THE TASKS:
A. List every advantage that the text on camera bit depth attributes to using lower bit depths.
B. Return the passage of the bit depth text from "For brightfield applications, higher" to "for your imaging.", copied word for word.

EXTRACT:
·····

Despite the differences in signal between fluorescence applications, this signal is still magnitudes below brightfield imaging. While fluorescent applications (live or fixed) rely on the detection of light emitted from the sample (in response to excitation light), this emitted signal is typically many times weaker than the excitation signal. In addition, the signal is limited to marked areas on the sample, meaning the majority of the image is black and the sample is white. With brightfield, samples are directly illuminated by light from a bright lamp being transmitted through the sample, with areas absorbing light. This results in an image where the sample is dark but the background is white, and the direct illumination means that signal is many times higher.
For brightfield applications, higher bit depths (16 bit) are a must due to the signal intensity. However, the same is not true of fluorescent applications, which often feature far lower signal levels and are typically not suited to higher bit depths such as 16 bit. For the majority of fluorescence imaging, 12 or 8 bit is optimal, which has the added benefit of increasing the image speed and decreasing the file size. A comparison of the signal intensities between fluorescence and brightfield can be seen in Fig.5.
With fluorescent applications, the data should be matched to bit depth. The lower signal levels are better suited to 8 or 12 bit, by imaging low signals at 16 bit you are limiting imaging speed and unnecessarily increasing file size. Have a look at your application and signal level, and determine which bit depth is best for your imaging.
Bit depth is an important factor involved when imaging with scientific cameras. By changing how the signal is presented, imaging can be done more efficiently: lower bit depths allow for greater imaging speed, smaller file sizes, and more efficient data transfer, with no downsides. With fluorescent imaging delivering typically low signal levels, see how your imaging systems could adapt to lower bit depths.

·····

RECORD SET:
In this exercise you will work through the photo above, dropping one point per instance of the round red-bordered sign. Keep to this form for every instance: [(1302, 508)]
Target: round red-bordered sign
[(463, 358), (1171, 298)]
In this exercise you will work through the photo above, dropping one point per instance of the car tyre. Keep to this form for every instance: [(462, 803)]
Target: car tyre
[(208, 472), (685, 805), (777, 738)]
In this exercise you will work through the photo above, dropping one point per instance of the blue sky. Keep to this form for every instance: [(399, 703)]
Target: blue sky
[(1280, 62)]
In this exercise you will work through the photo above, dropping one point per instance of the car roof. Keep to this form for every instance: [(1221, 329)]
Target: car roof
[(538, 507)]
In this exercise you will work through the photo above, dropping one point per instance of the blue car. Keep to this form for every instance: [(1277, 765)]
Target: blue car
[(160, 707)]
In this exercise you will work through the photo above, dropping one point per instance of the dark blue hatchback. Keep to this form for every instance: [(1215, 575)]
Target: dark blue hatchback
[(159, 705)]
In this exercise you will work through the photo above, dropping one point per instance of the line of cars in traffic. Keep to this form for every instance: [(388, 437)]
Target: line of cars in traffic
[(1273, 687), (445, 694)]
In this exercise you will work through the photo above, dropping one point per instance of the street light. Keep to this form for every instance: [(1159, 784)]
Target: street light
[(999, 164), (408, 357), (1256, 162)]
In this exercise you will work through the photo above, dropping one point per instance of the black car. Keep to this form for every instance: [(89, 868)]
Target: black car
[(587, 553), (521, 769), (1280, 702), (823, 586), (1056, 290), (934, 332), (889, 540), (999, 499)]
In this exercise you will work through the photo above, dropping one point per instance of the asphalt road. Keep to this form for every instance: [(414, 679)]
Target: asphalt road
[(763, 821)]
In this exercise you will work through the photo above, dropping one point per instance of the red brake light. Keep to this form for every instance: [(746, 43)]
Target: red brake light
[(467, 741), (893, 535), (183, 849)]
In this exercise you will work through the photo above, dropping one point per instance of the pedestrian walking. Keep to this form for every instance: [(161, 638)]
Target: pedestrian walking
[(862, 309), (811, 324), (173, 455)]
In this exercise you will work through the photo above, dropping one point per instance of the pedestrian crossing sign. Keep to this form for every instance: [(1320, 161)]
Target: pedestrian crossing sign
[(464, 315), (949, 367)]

·····

RESPONSES TO THE EXERCISE:
A.
- Greater imaging speed
- Smaller file sizes
- More efficient data transfer

B.
For brightfield applications, higher bit depths (16 bit) are a must due to the signal intensity. However, the same is not true of fluorescent applications, which often feature far lower signal levels and are typically not suited to higher bit depths such as 16 bit. For the majority of fluorescence imaging, 12 or 8 bit is optimal, which has the added benefit of increasing the image speed and decreasing the file size. A comparison of the signal intensities between fluorescence and brightfield can be seen in Fig.5.
With fluorescent applications, the data should be matched to bit depth. The lower signal levels are better suited to 8 or 12 bit, by imaging low signals at 16 bit you are limiting imaging speed and unnecessarily increasing file size. Have a look at your application and signal level, and determine which bit depth is best for your imaging.